#### Text excerpt:
- - - -

Kristin: Mm-hmm. Yeah. Yeah. Absolutely. It’s hard though when you’re like, and I was describing this beforehand, where you get invested in the dynamic of what’s happening, and you’re like, oh, but now my feelings are so like triggered. And so now to find the balance of, okay, I gotta separate myself and have a clear boundary here and teach her. Like stepping into that and, and stepping into her scenario. 

Mary: Mm-hmm. Yeah. And parenting, our role as a parent is sometimes not clear to find, or it changes over time with the ages and stages of our children. And with my teenagers specifically, when I take on the perception that like these are people, right? That these are individual humans and that they are not actually something I need to control. They’re not actually, like, their behavior and their choices are not a reflection of me. Then I can love them better and then I can have that boundary around like their choices are their own. Right? And their thoughts are their own, their feelings are their own, and they get to make their own decisions and they get to experience their own life, and they really are their own people. When I think about it that way, I’m actually able to love them better, like I’m able to show up instead of, I don’t know it seems like either when they were younger or maybe different generation, they were kind of like, you have to control these people and make them behave. And then whether or not you do a good job of that is determined by how they come out at the end. And then whatever people they are is a reflection of how good you did. And that’s terrible. Like, that’s a terrible scenario. 

Kristin: Yes. Mm-hmm.

- - - -

#### What you need to do:
**a.** Copy the parenting conversation word for word from "Kristin: Mm-hmm. Yeah." to "into her scenario.".
**b.** In the parenting conversation, what does Mary say she is able to do when she thinks of her teenagers as their own people?
You won't need the material that comes next.

#### Stored data:
- - - -

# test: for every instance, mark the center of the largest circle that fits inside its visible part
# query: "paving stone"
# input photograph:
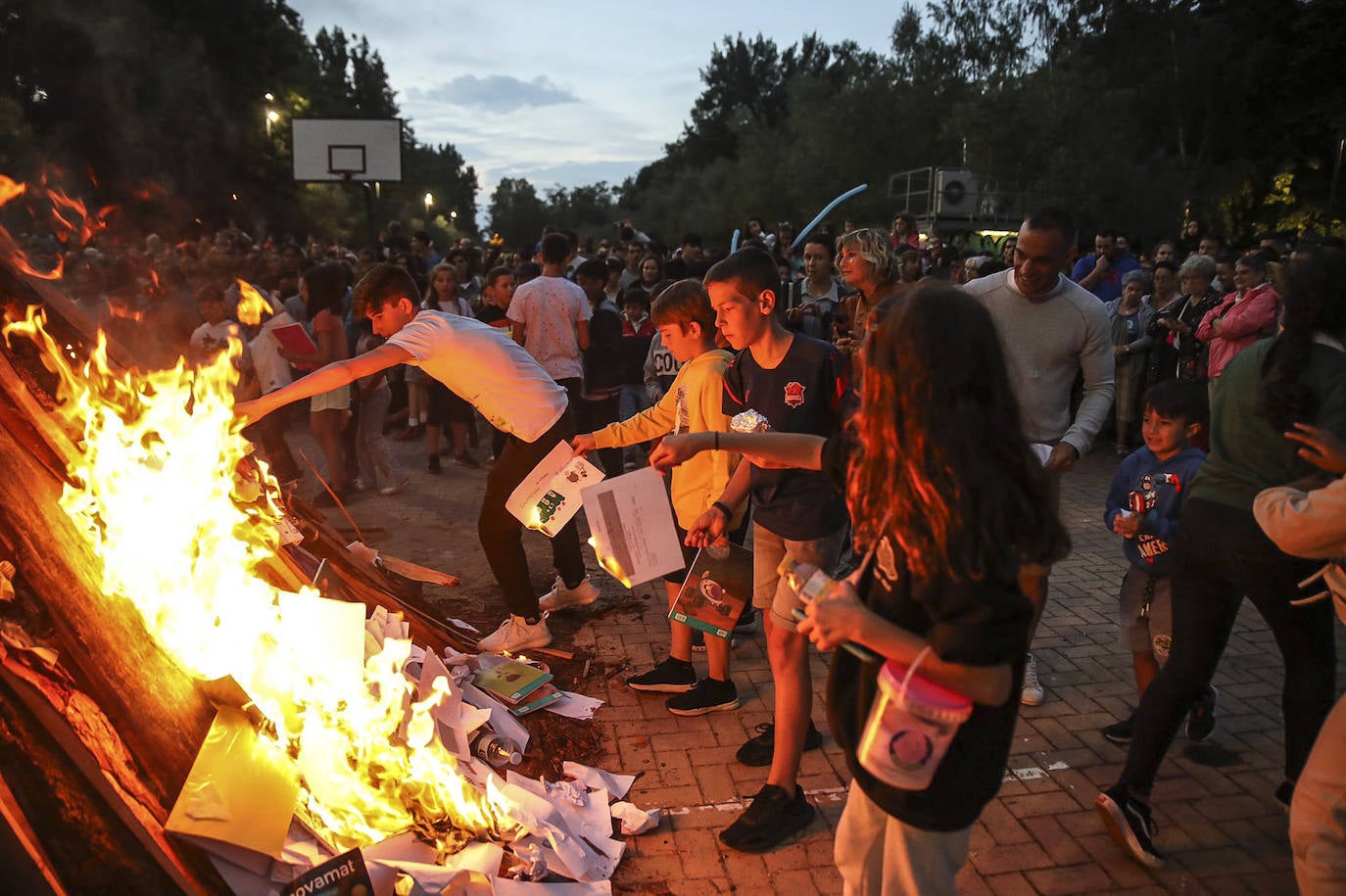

- - - -

#### Answers by task:
**a.**
Kristin: Mm-hmm. Yeah. Yeah. Absolutely. It’s hard though when you’re like, and I was describing this beforehand, where you get invested in the dynamic of what’s happening, and you’re like, oh, but now my feelings are so like triggered. And so now to find the balance of, okay, I gotta separate myself and have a clear boundary here and teach her. Like stepping into that and, and stepping into her scenario.

**b.** She is able to love them better.